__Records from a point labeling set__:
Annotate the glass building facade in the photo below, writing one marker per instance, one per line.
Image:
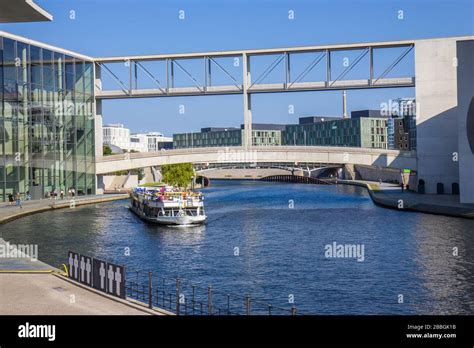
(366, 132)
(262, 135)
(46, 121)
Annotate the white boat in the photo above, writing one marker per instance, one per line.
(167, 207)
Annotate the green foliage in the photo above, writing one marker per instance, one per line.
(179, 174)
(106, 150)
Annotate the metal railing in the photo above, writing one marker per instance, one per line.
(186, 298)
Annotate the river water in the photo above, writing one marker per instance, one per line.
(270, 240)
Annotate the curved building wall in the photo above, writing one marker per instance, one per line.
(46, 121)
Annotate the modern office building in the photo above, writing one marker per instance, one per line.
(116, 134)
(262, 135)
(46, 119)
(150, 142)
(398, 133)
(406, 108)
(157, 141)
(361, 130)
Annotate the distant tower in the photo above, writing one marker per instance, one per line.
(344, 104)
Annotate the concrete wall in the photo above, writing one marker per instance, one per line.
(264, 154)
(377, 173)
(109, 182)
(465, 85)
(437, 125)
(247, 173)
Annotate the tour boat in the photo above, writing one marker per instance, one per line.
(168, 207)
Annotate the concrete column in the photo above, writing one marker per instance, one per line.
(247, 140)
(98, 136)
(465, 87)
(436, 115)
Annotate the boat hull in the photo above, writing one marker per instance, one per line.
(171, 220)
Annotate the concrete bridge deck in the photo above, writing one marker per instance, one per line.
(261, 154)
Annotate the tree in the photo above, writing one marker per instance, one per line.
(179, 174)
(106, 150)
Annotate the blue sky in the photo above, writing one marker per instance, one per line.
(123, 27)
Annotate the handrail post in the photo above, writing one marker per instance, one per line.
(247, 304)
(177, 296)
(209, 300)
(150, 290)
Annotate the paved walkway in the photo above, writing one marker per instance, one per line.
(49, 294)
(31, 287)
(391, 196)
(8, 213)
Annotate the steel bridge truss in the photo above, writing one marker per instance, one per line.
(166, 86)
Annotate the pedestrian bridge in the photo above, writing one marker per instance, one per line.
(263, 154)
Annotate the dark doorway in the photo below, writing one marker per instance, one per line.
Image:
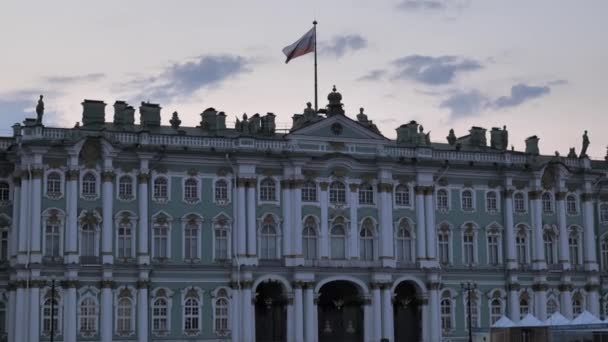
(407, 313)
(270, 313)
(340, 313)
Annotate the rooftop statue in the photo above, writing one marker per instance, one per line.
(585, 145)
(39, 110)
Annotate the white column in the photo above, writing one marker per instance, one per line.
(564, 250)
(106, 330)
(431, 231)
(565, 298)
(511, 257)
(36, 201)
(420, 225)
(353, 237)
(385, 223)
(538, 259)
(248, 316)
(589, 231)
(376, 312)
(142, 247)
(286, 226)
(310, 334)
(298, 313)
(251, 226)
(387, 313)
(142, 311)
(514, 302)
(71, 234)
(69, 312)
(107, 194)
(241, 218)
(324, 236)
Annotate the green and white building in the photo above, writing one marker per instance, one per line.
(328, 231)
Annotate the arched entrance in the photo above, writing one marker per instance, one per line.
(340, 310)
(407, 310)
(270, 312)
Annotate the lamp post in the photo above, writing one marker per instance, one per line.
(469, 287)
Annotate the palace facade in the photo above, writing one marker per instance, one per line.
(328, 231)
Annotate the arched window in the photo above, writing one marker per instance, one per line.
(268, 190)
(404, 242)
(4, 192)
(221, 313)
(191, 190)
(366, 240)
(160, 316)
(519, 202)
(446, 312)
(53, 184)
(402, 195)
(442, 199)
(491, 201)
(547, 201)
(268, 239)
(191, 238)
(574, 246)
(521, 245)
(125, 188)
(443, 240)
(161, 189)
(221, 191)
(221, 232)
(366, 194)
(495, 310)
(467, 200)
(337, 193)
(468, 243)
(124, 317)
(604, 251)
(338, 239)
(550, 250)
(309, 239)
(160, 236)
(571, 207)
(604, 213)
(88, 317)
(89, 185)
(309, 191)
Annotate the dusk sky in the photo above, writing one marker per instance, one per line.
(538, 67)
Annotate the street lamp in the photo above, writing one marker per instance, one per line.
(469, 287)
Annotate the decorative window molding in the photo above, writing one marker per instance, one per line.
(126, 187)
(191, 190)
(53, 220)
(161, 236)
(222, 244)
(192, 227)
(222, 191)
(269, 237)
(192, 311)
(125, 309)
(54, 183)
(125, 223)
(90, 184)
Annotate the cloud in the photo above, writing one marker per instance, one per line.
(338, 46)
(373, 75)
(183, 79)
(521, 93)
(74, 79)
(431, 70)
(464, 103)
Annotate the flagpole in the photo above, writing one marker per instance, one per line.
(316, 103)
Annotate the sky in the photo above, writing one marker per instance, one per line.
(538, 67)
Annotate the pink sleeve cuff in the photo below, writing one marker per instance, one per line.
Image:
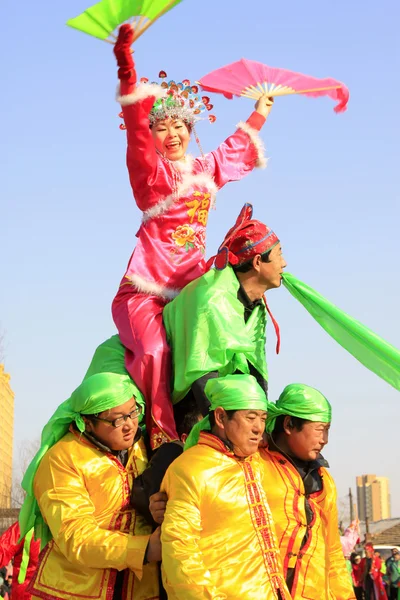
(256, 120)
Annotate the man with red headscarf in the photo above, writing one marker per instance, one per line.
(216, 325)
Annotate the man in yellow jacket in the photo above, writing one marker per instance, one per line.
(302, 495)
(78, 498)
(218, 538)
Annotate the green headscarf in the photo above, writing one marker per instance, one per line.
(97, 393)
(232, 392)
(302, 401)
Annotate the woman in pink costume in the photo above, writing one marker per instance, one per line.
(175, 193)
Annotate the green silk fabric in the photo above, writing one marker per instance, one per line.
(101, 19)
(369, 349)
(206, 331)
(302, 401)
(233, 392)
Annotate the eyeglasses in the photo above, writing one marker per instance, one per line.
(123, 419)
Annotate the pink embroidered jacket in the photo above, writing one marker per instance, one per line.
(175, 196)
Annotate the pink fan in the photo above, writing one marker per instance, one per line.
(253, 79)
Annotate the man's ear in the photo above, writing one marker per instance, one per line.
(220, 417)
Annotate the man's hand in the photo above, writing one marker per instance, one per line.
(153, 552)
(157, 505)
(263, 105)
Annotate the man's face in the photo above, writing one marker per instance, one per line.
(116, 438)
(245, 430)
(270, 273)
(308, 443)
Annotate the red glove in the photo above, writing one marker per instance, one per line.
(122, 51)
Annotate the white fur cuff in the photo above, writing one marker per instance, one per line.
(257, 143)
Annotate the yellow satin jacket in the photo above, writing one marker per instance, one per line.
(320, 568)
(218, 538)
(84, 496)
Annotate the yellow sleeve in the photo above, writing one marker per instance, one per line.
(66, 507)
(339, 582)
(185, 575)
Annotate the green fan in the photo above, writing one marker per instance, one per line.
(103, 18)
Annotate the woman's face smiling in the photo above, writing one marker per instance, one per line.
(171, 138)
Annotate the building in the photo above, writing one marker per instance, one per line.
(6, 438)
(373, 498)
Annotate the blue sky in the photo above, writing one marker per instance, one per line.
(330, 192)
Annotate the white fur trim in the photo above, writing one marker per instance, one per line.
(188, 181)
(142, 91)
(257, 143)
(151, 287)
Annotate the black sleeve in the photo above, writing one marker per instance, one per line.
(149, 482)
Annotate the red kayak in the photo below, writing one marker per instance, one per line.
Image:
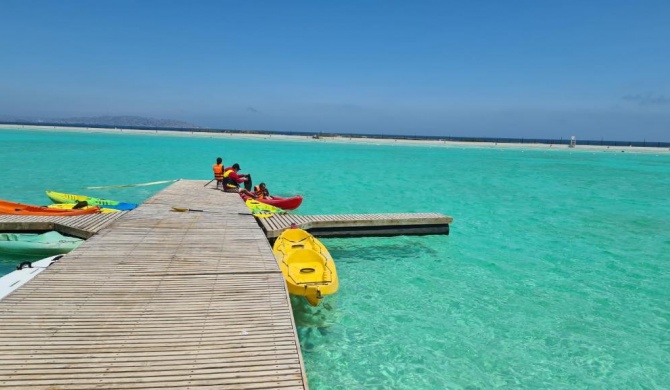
(291, 203)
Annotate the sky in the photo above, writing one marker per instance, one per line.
(533, 69)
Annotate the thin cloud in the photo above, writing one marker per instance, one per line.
(647, 99)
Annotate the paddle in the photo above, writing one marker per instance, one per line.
(185, 209)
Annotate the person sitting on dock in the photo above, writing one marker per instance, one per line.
(262, 192)
(218, 172)
(232, 180)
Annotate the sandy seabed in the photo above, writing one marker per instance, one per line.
(345, 139)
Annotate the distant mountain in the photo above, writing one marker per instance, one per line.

__OBJECTIVE__: Your job is to transcribe the entries above exactly; skip the pictures.

__SOLUTION FOR THIS TASK__:
Annotate the glass building facade in the photo below, writing one marker per instance, one per line.
Image:
(366, 132)
(262, 135)
(46, 121)
Annotate the white boat in the photo above, writing one marker per instance, one per line.
(167, 207)
Annotate the green foliage in the photo above, writing one marker per instance, one per line.
(179, 174)
(106, 150)
Annotate the metal railing in the photo above, writing one marker per instance, one per line.
(186, 298)
Annotate the river water in the photo above, writing one marker per instance, one per line.
(270, 240)
Annotate the curved building wall in the photo above, writing one marker per instance, one per line.
(46, 121)
Annotate the modern office building in the photo above, writing one marker per instance, one per line.
(116, 134)
(262, 135)
(46, 119)
(150, 142)
(398, 133)
(406, 108)
(157, 141)
(361, 130)
Annotate the distant tower in the photo above, writing one marker per instance, one per line.
(344, 104)
Annotate the concrete wall in the photo above, writing one marker per instance, one per line.
(264, 154)
(377, 173)
(109, 182)
(465, 85)
(437, 125)
(247, 173)
Annotate the tour boat in the photo above, writing one marker per instance, one per line.
(168, 207)
Annotate the concrete column in the photo above, writing one marker per instance, one per line.
(247, 140)
(98, 136)
(465, 87)
(436, 115)
Annotate the boat hull in the photo above, writing one marker per instance, one per line.
(171, 220)
Annotate the concrete bridge deck in the photo above, writing one marker per instance, one per line.
(261, 154)
Annotate the tree in the photo above, writing one marker per instance, one per line.
(179, 174)
(106, 150)
Annotate the blue sky in the photo above, writing one marker per instance, one per line.
(123, 27)
Annotate the handrail post in the photo above, writing one marker per instance, one per line.
(247, 304)
(177, 296)
(209, 300)
(150, 290)
Annotate the paved walkway in the photo above, writing one marker per instance, one per line.
(49, 294)
(31, 287)
(391, 196)
(8, 213)
Annotate the steel bridge truss in the photo above, writing one marker per instance, one per line.
(166, 86)
Annotate the pedestrian bridge in the photo above, writing one marker per instance, one per line.
(263, 154)
Annotate the dark doorway in the photo below, writing one marker per instance, one per line.
Image:
(407, 313)
(270, 313)
(340, 313)
Annotate the rooftop statue in the photo above, writing one marker per instance, one per line.
(585, 145)
(39, 110)
Annotate the white column in the photo above, writing one marker per instance, one per line.
(564, 250)
(106, 330)
(431, 231)
(565, 298)
(511, 257)
(36, 201)
(420, 225)
(353, 237)
(385, 223)
(538, 259)
(248, 316)
(589, 231)
(376, 312)
(142, 247)
(286, 226)
(310, 334)
(298, 313)
(251, 226)
(387, 313)
(142, 311)
(514, 302)
(71, 234)
(69, 312)
(107, 194)
(241, 218)
(324, 236)
Annotate the green and white building in the photo above, writing one marker per instance, one per line.
(328, 231)
Annotate the arched entrance in the photo above, writing one marker per instance, one per line.
(340, 310)
(407, 310)
(270, 312)
Annotate the lamp post in the photo above, writing one marker per instance, one per line.
(469, 287)
Annotate the palace facade in the photo above, writing one marker per instance, one per line.
(328, 231)
Annotate the arched window in the photo above, writing one marker per instance, one per line.
(268, 190)
(404, 242)
(4, 192)
(221, 313)
(191, 190)
(366, 240)
(160, 316)
(519, 202)
(446, 312)
(53, 184)
(402, 195)
(442, 199)
(491, 201)
(547, 201)
(268, 239)
(191, 238)
(574, 246)
(521, 245)
(125, 188)
(443, 240)
(161, 189)
(221, 191)
(221, 232)
(366, 194)
(495, 310)
(467, 200)
(337, 193)
(468, 243)
(124, 317)
(604, 251)
(338, 239)
(550, 250)
(309, 239)
(160, 236)
(571, 207)
(604, 213)
(88, 317)
(89, 185)
(309, 191)
Annotate the dusk sky in the photo above, writing one marker per instance, one per line.
(538, 67)
Annotate the street lamp in the photo above, writing one marker per instance, one per line.
(469, 287)
Annotate the decorative window molding in the photo above, writing one marker per instance, one per line.
(126, 187)
(191, 190)
(53, 220)
(161, 236)
(222, 244)
(192, 227)
(222, 191)
(269, 237)
(192, 311)
(125, 309)
(54, 183)
(125, 223)
(90, 184)
Annotate the cloud in the photo above, writing one marker per instance, one per line.
(338, 46)
(373, 75)
(183, 79)
(521, 93)
(74, 79)
(431, 70)
(464, 103)
Annotate the flagpole in the photo above, writing one marker per instance, one per line.
(316, 103)
Annotate the sky in the photo above, writing one marker per instance, one per line.
(538, 67)
Annotate the pink sleeve cuff in the photo below, writing one marker per instance, one per line.
Image:
(256, 120)
Annotate the man with red headscarf in the photo above, writing one marker per instance, one per line.
(216, 325)
Annotate the man in yellow jacket in the photo above, writing one marker per instance, one per line.
(302, 495)
(78, 498)
(218, 538)
Annotate the green headscarf in the photo above, writing one marker per instance, one per line.
(97, 393)
(232, 392)
(302, 401)
Annotate the woman in pink costume in the photo above, writing one marker per instance, one per line.
(175, 193)
Annotate the green silk fabric in the photo above, writing one marker per instance, one per line.
(101, 19)
(369, 349)
(206, 331)
(302, 401)
(233, 392)
Annotate the eyeglasses in the photo above, writing one marker per instance, one per line.
(123, 419)
Annotate the pink embroidered jacket in the photo above, writing one marker per instance, one per line.
(175, 196)
Annotate the pink fan in the photo above, writing one marker per instance, one per line.
(253, 79)
Annotate the man's ear in the photo above, writing one marker per instance, one per line.
(220, 417)
Annotate the man's hand in the photo above, writing one marker per instance, one per line.
(153, 552)
(157, 505)
(263, 105)
Annotate the man's face in the photo above, writing one marker per instance, one per line.
(116, 438)
(245, 430)
(270, 273)
(308, 443)
Annotate the red glove in the photo above, writing one marker per instance, one per line.
(122, 51)
Annotate the white fur cuff in the photo above, writing one marker per instance, one per line.
(257, 143)
Annotate the yellow satin jacket in the photo above, writing one marker per instance, one per line.
(320, 568)
(218, 538)
(84, 496)
Annotate the yellow sleeve in the photo above, writing one marker per instance, one per line.
(66, 507)
(339, 582)
(185, 575)
Annotate the green fan in the photo above, writing one marker per instance, one per line.
(103, 18)
Annotate the woman's face smiling in the photo above, writing one marker per instance, one per line.
(171, 138)
Annotate the building in the photo above, writing one marker per instance, one per line.
(6, 438)
(373, 498)
Annotate the blue sky in the photo above, writing one marker per instance, one per line.
(330, 192)
Annotate the white fur trim in the photo above, writing one marker per instance, one per line.
(188, 181)
(142, 91)
(257, 143)
(151, 287)
Annotate the black sleeve in the photo above, writing one marker per instance, one per line.
(149, 482)
Annotate the red kayak in the photo below, writing one marker per instance, one per line.
Image:
(291, 203)
Annotate the sky in the photo above, writing one marker per instance, one per line.
(533, 69)
Annotate the thin cloud in the photo above, writing one marker per instance, one per line.
(647, 99)
Annotate the paddle in the photo above, writing one marker per instance, one per line.
(185, 209)
Annotate the person sitting on dock in the photo above, writing one marker per instance, one per line.
(262, 192)
(218, 172)
(232, 180)
Annotate the sandy seabed in the photo above, writing one marker per instance, one per line.
(345, 139)
Annotate the distant mountain in the photo above, writing one marker per instance, one per line.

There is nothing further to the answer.